▶ **DIRECTION**
Locate every line in the entries below that contains the string "wall" and copy each of those lines.

Excerpts of bounding box data
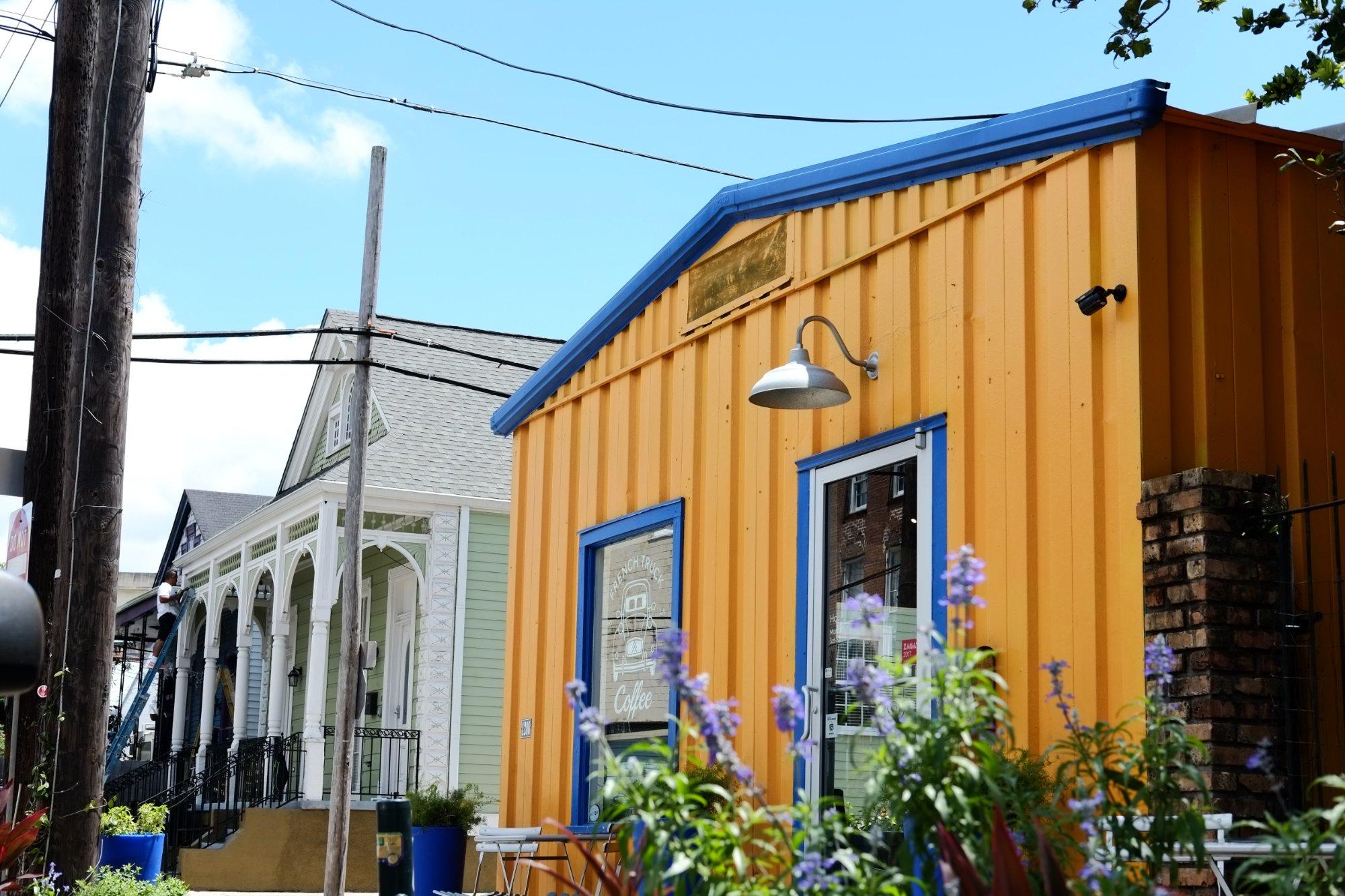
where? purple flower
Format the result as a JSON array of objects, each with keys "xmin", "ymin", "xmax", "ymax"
[
  {"xmin": 565, "ymin": 678, "xmax": 588, "ymax": 709},
  {"xmin": 794, "ymin": 852, "xmax": 838, "ymax": 891},
  {"xmin": 845, "ymin": 595, "xmax": 888, "ymax": 628},
  {"xmin": 1247, "ymin": 737, "xmax": 1274, "ymax": 775},
  {"xmin": 580, "ymin": 706, "xmax": 607, "ymax": 743},
  {"xmin": 939, "ymin": 545, "xmax": 986, "ymax": 628},
  {"xmin": 771, "ymin": 685, "xmax": 803, "ymax": 732},
  {"xmin": 1145, "ymin": 635, "xmax": 1177, "ymax": 688},
  {"xmin": 1041, "ymin": 659, "xmax": 1079, "ymax": 731}
]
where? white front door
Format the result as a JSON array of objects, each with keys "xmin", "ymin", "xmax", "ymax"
[
  {"xmin": 806, "ymin": 438, "xmax": 933, "ymax": 799},
  {"xmin": 382, "ymin": 569, "xmax": 416, "ymax": 794}
]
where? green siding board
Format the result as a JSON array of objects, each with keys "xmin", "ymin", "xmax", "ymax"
[{"xmin": 457, "ymin": 510, "xmax": 508, "ymax": 811}]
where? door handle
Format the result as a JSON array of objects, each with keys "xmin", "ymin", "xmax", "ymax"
[{"xmin": 803, "ymin": 685, "xmax": 820, "ymax": 740}]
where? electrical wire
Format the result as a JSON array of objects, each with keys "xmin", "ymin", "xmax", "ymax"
[
  {"xmin": 0, "ymin": 348, "xmax": 512, "ymax": 398},
  {"xmin": 0, "ymin": 327, "xmax": 537, "ymax": 370},
  {"xmin": 0, "ymin": 0, "xmax": 44, "ymax": 59},
  {"xmin": 0, "ymin": 0, "xmax": 54, "ymax": 108},
  {"xmin": 159, "ymin": 55, "xmax": 752, "ymax": 180},
  {"xmin": 323, "ymin": 0, "xmax": 1003, "ymax": 124}
]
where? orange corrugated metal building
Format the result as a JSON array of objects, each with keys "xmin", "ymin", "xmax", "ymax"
[{"xmin": 494, "ymin": 82, "xmax": 1345, "ymax": 823}]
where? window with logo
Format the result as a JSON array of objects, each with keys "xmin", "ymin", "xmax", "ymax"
[{"xmin": 574, "ymin": 501, "xmax": 682, "ymax": 822}]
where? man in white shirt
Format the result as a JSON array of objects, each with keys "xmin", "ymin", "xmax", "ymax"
[{"xmin": 149, "ymin": 569, "xmax": 182, "ymax": 659}]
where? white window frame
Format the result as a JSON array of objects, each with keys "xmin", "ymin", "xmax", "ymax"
[{"xmin": 846, "ymin": 474, "xmax": 869, "ymax": 514}]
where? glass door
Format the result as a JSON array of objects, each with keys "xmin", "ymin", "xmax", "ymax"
[{"xmin": 806, "ymin": 440, "xmax": 932, "ymax": 809}]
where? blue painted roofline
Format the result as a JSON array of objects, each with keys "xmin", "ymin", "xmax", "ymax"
[{"xmin": 491, "ymin": 79, "xmax": 1167, "ymax": 436}]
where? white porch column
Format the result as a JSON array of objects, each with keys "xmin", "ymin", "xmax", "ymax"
[
  {"xmin": 169, "ymin": 659, "xmax": 191, "ymax": 752},
  {"xmin": 229, "ymin": 541, "xmax": 257, "ymax": 754},
  {"xmin": 196, "ymin": 642, "xmax": 219, "ymax": 771},
  {"xmin": 296, "ymin": 501, "xmax": 339, "ymax": 799},
  {"xmin": 261, "ymin": 525, "xmax": 289, "ymax": 737}
]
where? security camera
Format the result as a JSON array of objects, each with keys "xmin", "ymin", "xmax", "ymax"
[
  {"xmin": 1075, "ymin": 284, "xmax": 1126, "ymax": 317},
  {"xmin": 0, "ymin": 571, "xmax": 44, "ymax": 697}
]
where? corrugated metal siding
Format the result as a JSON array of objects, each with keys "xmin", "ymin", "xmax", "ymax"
[
  {"xmin": 502, "ymin": 140, "xmax": 1142, "ymax": 823},
  {"xmin": 1139, "ymin": 112, "xmax": 1345, "ymax": 768},
  {"xmin": 457, "ymin": 510, "xmax": 508, "ymax": 813}
]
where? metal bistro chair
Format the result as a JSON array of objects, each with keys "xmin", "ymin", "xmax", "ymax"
[{"xmin": 472, "ymin": 825, "xmax": 574, "ymax": 893}]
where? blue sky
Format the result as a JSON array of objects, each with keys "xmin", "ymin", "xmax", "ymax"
[
  {"xmin": 0, "ymin": 0, "xmax": 1345, "ymax": 569},
  {"xmin": 0, "ymin": 0, "xmax": 1345, "ymax": 336}
]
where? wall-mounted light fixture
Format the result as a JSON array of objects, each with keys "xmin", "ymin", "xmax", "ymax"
[
  {"xmin": 1075, "ymin": 284, "xmax": 1126, "ymax": 317},
  {"xmin": 748, "ymin": 315, "xmax": 878, "ymax": 410}
]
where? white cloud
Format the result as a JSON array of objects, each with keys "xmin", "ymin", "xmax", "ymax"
[
  {"xmin": 0, "ymin": 235, "xmax": 316, "ymax": 571},
  {"xmin": 0, "ymin": 0, "xmax": 386, "ymax": 175}
]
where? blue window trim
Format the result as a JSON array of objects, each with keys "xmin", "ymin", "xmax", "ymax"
[
  {"xmin": 794, "ymin": 414, "xmax": 948, "ymax": 798},
  {"xmin": 570, "ymin": 498, "xmax": 686, "ymax": 825}
]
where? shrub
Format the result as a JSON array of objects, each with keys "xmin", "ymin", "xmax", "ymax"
[
  {"xmin": 102, "ymin": 803, "xmax": 168, "ymax": 837},
  {"xmin": 406, "ymin": 784, "xmax": 487, "ymax": 830},
  {"xmin": 74, "ymin": 865, "xmax": 187, "ymax": 896}
]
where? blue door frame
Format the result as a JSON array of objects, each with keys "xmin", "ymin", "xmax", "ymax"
[
  {"xmin": 794, "ymin": 414, "xmax": 948, "ymax": 799},
  {"xmin": 570, "ymin": 498, "xmax": 686, "ymax": 825}
]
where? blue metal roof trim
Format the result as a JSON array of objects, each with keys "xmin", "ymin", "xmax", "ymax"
[{"xmin": 491, "ymin": 79, "xmax": 1167, "ymax": 436}]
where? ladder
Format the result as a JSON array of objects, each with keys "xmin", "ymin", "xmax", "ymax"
[{"xmin": 102, "ymin": 588, "xmax": 196, "ymax": 780}]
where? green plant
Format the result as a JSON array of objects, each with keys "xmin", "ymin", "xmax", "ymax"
[
  {"xmin": 102, "ymin": 803, "xmax": 168, "ymax": 837},
  {"xmin": 406, "ymin": 784, "xmax": 487, "ymax": 830},
  {"xmin": 102, "ymin": 806, "xmax": 140, "ymax": 837},
  {"xmin": 74, "ymin": 865, "xmax": 187, "ymax": 896},
  {"xmin": 1236, "ymin": 769, "xmax": 1345, "ymax": 896},
  {"xmin": 136, "ymin": 803, "xmax": 168, "ymax": 834}
]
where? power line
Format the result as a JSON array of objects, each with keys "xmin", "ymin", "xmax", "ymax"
[
  {"xmin": 0, "ymin": 327, "xmax": 537, "ymax": 370},
  {"xmin": 0, "ymin": 0, "xmax": 54, "ymax": 106},
  {"xmin": 159, "ymin": 54, "xmax": 752, "ymax": 180},
  {"xmin": 0, "ymin": 344, "xmax": 512, "ymax": 398},
  {"xmin": 323, "ymin": 0, "xmax": 1003, "ymax": 124}
]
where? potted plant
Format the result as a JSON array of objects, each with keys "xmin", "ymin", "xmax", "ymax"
[
  {"xmin": 98, "ymin": 803, "xmax": 168, "ymax": 881},
  {"xmin": 406, "ymin": 784, "xmax": 486, "ymax": 896}
]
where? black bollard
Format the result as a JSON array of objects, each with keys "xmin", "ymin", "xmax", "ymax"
[{"xmin": 375, "ymin": 799, "xmax": 416, "ymax": 896}]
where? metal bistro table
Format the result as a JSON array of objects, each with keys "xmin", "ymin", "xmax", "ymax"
[{"xmin": 468, "ymin": 825, "xmax": 616, "ymax": 896}]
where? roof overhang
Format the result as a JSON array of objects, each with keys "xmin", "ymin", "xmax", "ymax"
[{"xmin": 491, "ymin": 79, "xmax": 1167, "ymax": 436}]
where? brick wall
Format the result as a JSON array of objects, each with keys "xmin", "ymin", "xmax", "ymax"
[{"xmin": 1137, "ymin": 467, "xmax": 1283, "ymax": 818}]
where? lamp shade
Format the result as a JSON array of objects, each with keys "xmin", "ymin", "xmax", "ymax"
[{"xmin": 748, "ymin": 345, "xmax": 850, "ymax": 410}]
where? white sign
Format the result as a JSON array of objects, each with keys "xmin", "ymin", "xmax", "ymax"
[{"xmin": 5, "ymin": 501, "xmax": 32, "ymax": 581}]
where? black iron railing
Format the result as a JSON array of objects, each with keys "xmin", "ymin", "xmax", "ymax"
[
  {"xmin": 323, "ymin": 725, "xmax": 420, "ymax": 799},
  {"xmin": 104, "ymin": 733, "xmax": 304, "ymax": 872},
  {"xmin": 102, "ymin": 749, "xmax": 190, "ymax": 809},
  {"xmin": 1264, "ymin": 454, "xmax": 1345, "ymax": 805}
]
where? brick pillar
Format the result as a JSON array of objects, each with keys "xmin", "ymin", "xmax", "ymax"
[{"xmin": 1137, "ymin": 467, "xmax": 1283, "ymax": 818}]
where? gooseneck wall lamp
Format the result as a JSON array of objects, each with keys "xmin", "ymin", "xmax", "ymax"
[{"xmin": 748, "ymin": 315, "xmax": 878, "ymax": 410}]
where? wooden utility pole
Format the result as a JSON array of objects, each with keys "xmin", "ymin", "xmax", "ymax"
[
  {"xmin": 13, "ymin": 0, "xmax": 98, "ymax": 795},
  {"xmin": 22, "ymin": 0, "xmax": 151, "ymax": 879},
  {"xmin": 323, "ymin": 147, "xmax": 387, "ymax": 896}
]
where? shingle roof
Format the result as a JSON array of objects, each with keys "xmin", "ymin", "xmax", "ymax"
[
  {"xmin": 292, "ymin": 309, "xmax": 561, "ymax": 499},
  {"xmin": 183, "ymin": 489, "xmax": 272, "ymax": 540}
]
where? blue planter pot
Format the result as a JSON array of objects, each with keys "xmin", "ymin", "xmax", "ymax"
[
  {"xmin": 412, "ymin": 827, "xmax": 467, "ymax": 896},
  {"xmin": 98, "ymin": 834, "xmax": 164, "ymax": 880}
]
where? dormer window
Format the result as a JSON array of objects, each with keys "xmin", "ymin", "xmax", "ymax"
[{"xmin": 327, "ymin": 376, "xmax": 355, "ymax": 455}]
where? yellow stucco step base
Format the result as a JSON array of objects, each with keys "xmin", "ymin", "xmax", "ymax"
[{"xmin": 179, "ymin": 807, "xmax": 378, "ymax": 893}]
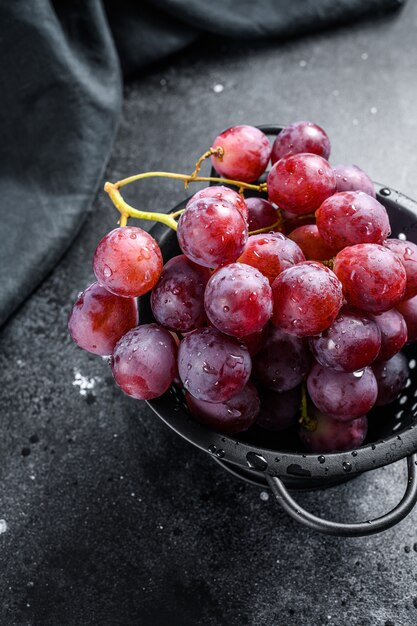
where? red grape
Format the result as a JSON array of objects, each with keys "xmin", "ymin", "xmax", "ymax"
[
  {"xmin": 307, "ymin": 363, "xmax": 378, "ymax": 421},
  {"xmin": 112, "ymin": 324, "xmax": 177, "ymax": 400},
  {"xmin": 178, "ymin": 328, "xmax": 252, "ymax": 402},
  {"xmin": 239, "ymin": 325, "xmax": 268, "ymax": 356},
  {"xmin": 271, "ymin": 121, "xmax": 330, "ymax": 164},
  {"xmin": 309, "ymin": 307, "xmax": 381, "ymax": 372},
  {"xmin": 185, "ymin": 382, "xmax": 260, "ymax": 435},
  {"xmin": 211, "ymin": 126, "xmax": 271, "ymax": 183},
  {"xmin": 333, "ymin": 165, "xmax": 376, "ymax": 198},
  {"xmin": 185, "ymin": 185, "xmax": 249, "ymax": 222},
  {"xmin": 316, "ymin": 191, "xmax": 391, "ymax": 251},
  {"xmin": 256, "ymin": 387, "xmax": 301, "ymax": 432},
  {"xmin": 238, "ymin": 233, "xmax": 305, "ymax": 285},
  {"xmin": 177, "ymin": 198, "xmax": 248, "ymax": 268},
  {"xmin": 298, "ymin": 410, "xmax": 368, "ymax": 453},
  {"xmin": 267, "ymin": 154, "xmax": 336, "ymax": 215},
  {"xmin": 334, "ymin": 243, "xmax": 407, "ymax": 313},
  {"xmin": 151, "ymin": 254, "xmax": 210, "ymax": 333},
  {"xmin": 68, "ymin": 283, "xmax": 138, "ymax": 356},
  {"xmin": 204, "ymin": 263, "xmax": 272, "ymax": 337},
  {"xmin": 246, "ymin": 197, "xmax": 278, "ymax": 231},
  {"xmin": 93, "ymin": 226, "xmax": 162, "ymax": 297},
  {"xmin": 384, "ymin": 239, "xmax": 417, "ymax": 300},
  {"xmin": 272, "ymin": 261, "xmax": 343, "ymax": 337},
  {"xmin": 397, "ymin": 296, "xmax": 417, "ymax": 343},
  {"xmin": 371, "ymin": 309, "xmax": 407, "ymax": 361},
  {"xmin": 372, "ymin": 352, "xmax": 409, "ymax": 406},
  {"xmin": 281, "ymin": 211, "xmax": 318, "ymax": 234},
  {"xmin": 252, "ymin": 326, "xmax": 311, "ymax": 392},
  {"xmin": 288, "ymin": 224, "xmax": 337, "ymax": 261}
]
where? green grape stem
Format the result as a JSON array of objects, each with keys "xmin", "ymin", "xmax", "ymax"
[{"xmin": 104, "ymin": 172, "xmax": 266, "ymax": 231}]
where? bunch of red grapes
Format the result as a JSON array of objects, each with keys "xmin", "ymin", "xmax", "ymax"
[{"xmin": 69, "ymin": 122, "xmax": 417, "ymax": 452}]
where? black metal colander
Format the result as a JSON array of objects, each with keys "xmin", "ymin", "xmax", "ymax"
[{"xmin": 139, "ymin": 127, "xmax": 417, "ymax": 536}]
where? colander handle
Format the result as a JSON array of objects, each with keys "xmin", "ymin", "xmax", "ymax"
[{"xmin": 265, "ymin": 454, "xmax": 417, "ymax": 537}]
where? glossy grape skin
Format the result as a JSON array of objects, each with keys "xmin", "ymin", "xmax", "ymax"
[
  {"xmin": 177, "ymin": 198, "xmax": 248, "ymax": 268},
  {"xmin": 151, "ymin": 254, "xmax": 211, "ymax": 333},
  {"xmin": 267, "ymin": 154, "xmax": 336, "ymax": 215},
  {"xmin": 333, "ymin": 243, "xmax": 407, "ymax": 313},
  {"xmin": 288, "ymin": 224, "xmax": 337, "ymax": 261},
  {"xmin": 371, "ymin": 309, "xmax": 407, "ymax": 361},
  {"xmin": 238, "ymin": 233, "xmax": 305, "ymax": 285},
  {"xmin": 271, "ymin": 261, "xmax": 343, "ymax": 337},
  {"xmin": 309, "ymin": 307, "xmax": 381, "ymax": 372},
  {"xmin": 93, "ymin": 226, "xmax": 162, "ymax": 297},
  {"xmin": 252, "ymin": 326, "xmax": 311, "ymax": 392},
  {"xmin": 333, "ymin": 165, "xmax": 376, "ymax": 198},
  {"xmin": 185, "ymin": 382, "xmax": 260, "ymax": 435},
  {"xmin": 298, "ymin": 410, "xmax": 368, "ymax": 454},
  {"xmin": 316, "ymin": 191, "xmax": 391, "ymax": 251},
  {"xmin": 112, "ymin": 324, "xmax": 177, "ymax": 400},
  {"xmin": 307, "ymin": 363, "xmax": 378, "ymax": 421},
  {"xmin": 185, "ymin": 185, "xmax": 249, "ymax": 222},
  {"xmin": 178, "ymin": 328, "xmax": 252, "ymax": 402},
  {"xmin": 246, "ymin": 197, "xmax": 278, "ymax": 232},
  {"xmin": 281, "ymin": 211, "xmax": 316, "ymax": 237},
  {"xmin": 204, "ymin": 263, "xmax": 272, "ymax": 337},
  {"xmin": 396, "ymin": 296, "xmax": 417, "ymax": 343},
  {"xmin": 384, "ymin": 239, "xmax": 417, "ymax": 300},
  {"xmin": 256, "ymin": 387, "xmax": 301, "ymax": 432},
  {"xmin": 68, "ymin": 283, "xmax": 138, "ymax": 356},
  {"xmin": 239, "ymin": 325, "xmax": 268, "ymax": 356},
  {"xmin": 211, "ymin": 125, "xmax": 271, "ymax": 183},
  {"xmin": 372, "ymin": 352, "xmax": 409, "ymax": 406},
  {"xmin": 271, "ymin": 121, "xmax": 331, "ymax": 165}
]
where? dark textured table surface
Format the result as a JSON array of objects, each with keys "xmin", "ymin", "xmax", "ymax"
[{"xmin": 0, "ymin": 0, "xmax": 417, "ymax": 626}]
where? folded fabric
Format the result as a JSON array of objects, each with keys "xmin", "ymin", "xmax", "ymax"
[{"xmin": 0, "ymin": 0, "xmax": 402, "ymax": 324}]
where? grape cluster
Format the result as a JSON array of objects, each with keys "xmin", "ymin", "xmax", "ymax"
[{"xmin": 69, "ymin": 122, "xmax": 417, "ymax": 452}]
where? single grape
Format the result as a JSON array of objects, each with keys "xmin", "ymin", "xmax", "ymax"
[
  {"xmin": 239, "ymin": 324, "xmax": 268, "ymax": 356},
  {"xmin": 177, "ymin": 198, "xmax": 248, "ymax": 268},
  {"xmin": 238, "ymin": 233, "xmax": 305, "ymax": 285},
  {"xmin": 333, "ymin": 165, "xmax": 376, "ymax": 198},
  {"xmin": 204, "ymin": 263, "xmax": 272, "ymax": 337},
  {"xmin": 112, "ymin": 324, "xmax": 177, "ymax": 400},
  {"xmin": 68, "ymin": 283, "xmax": 138, "ymax": 356},
  {"xmin": 288, "ymin": 224, "xmax": 337, "ymax": 261},
  {"xmin": 396, "ymin": 296, "xmax": 417, "ymax": 343},
  {"xmin": 185, "ymin": 382, "xmax": 260, "ymax": 435},
  {"xmin": 246, "ymin": 197, "xmax": 278, "ymax": 232},
  {"xmin": 272, "ymin": 261, "xmax": 343, "ymax": 337},
  {"xmin": 298, "ymin": 410, "xmax": 368, "ymax": 453},
  {"xmin": 333, "ymin": 243, "xmax": 407, "ymax": 313},
  {"xmin": 309, "ymin": 307, "xmax": 381, "ymax": 372},
  {"xmin": 371, "ymin": 309, "xmax": 407, "ymax": 361},
  {"xmin": 316, "ymin": 191, "xmax": 391, "ymax": 251},
  {"xmin": 267, "ymin": 154, "xmax": 336, "ymax": 215},
  {"xmin": 384, "ymin": 239, "xmax": 417, "ymax": 300},
  {"xmin": 372, "ymin": 352, "xmax": 410, "ymax": 406},
  {"xmin": 151, "ymin": 254, "xmax": 210, "ymax": 333},
  {"xmin": 271, "ymin": 121, "xmax": 330, "ymax": 165},
  {"xmin": 185, "ymin": 185, "xmax": 249, "ymax": 222},
  {"xmin": 178, "ymin": 328, "xmax": 252, "ymax": 402},
  {"xmin": 256, "ymin": 387, "xmax": 301, "ymax": 432},
  {"xmin": 93, "ymin": 226, "xmax": 162, "ymax": 297},
  {"xmin": 307, "ymin": 363, "xmax": 378, "ymax": 421},
  {"xmin": 252, "ymin": 326, "xmax": 311, "ymax": 392},
  {"xmin": 281, "ymin": 211, "xmax": 316, "ymax": 237},
  {"xmin": 211, "ymin": 125, "xmax": 271, "ymax": 183}
]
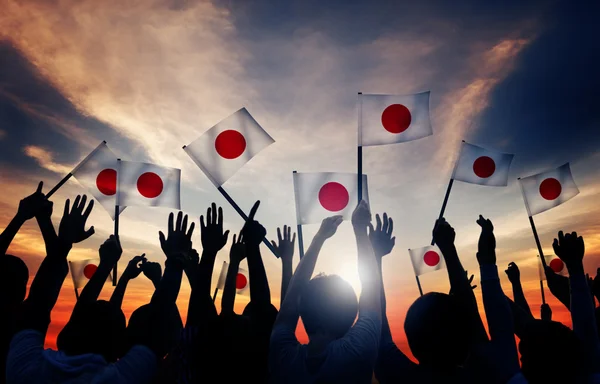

▶ **SOLUTION**
where? wall-mounted light fixture
where? brick wall
where? gooseneck wall lamp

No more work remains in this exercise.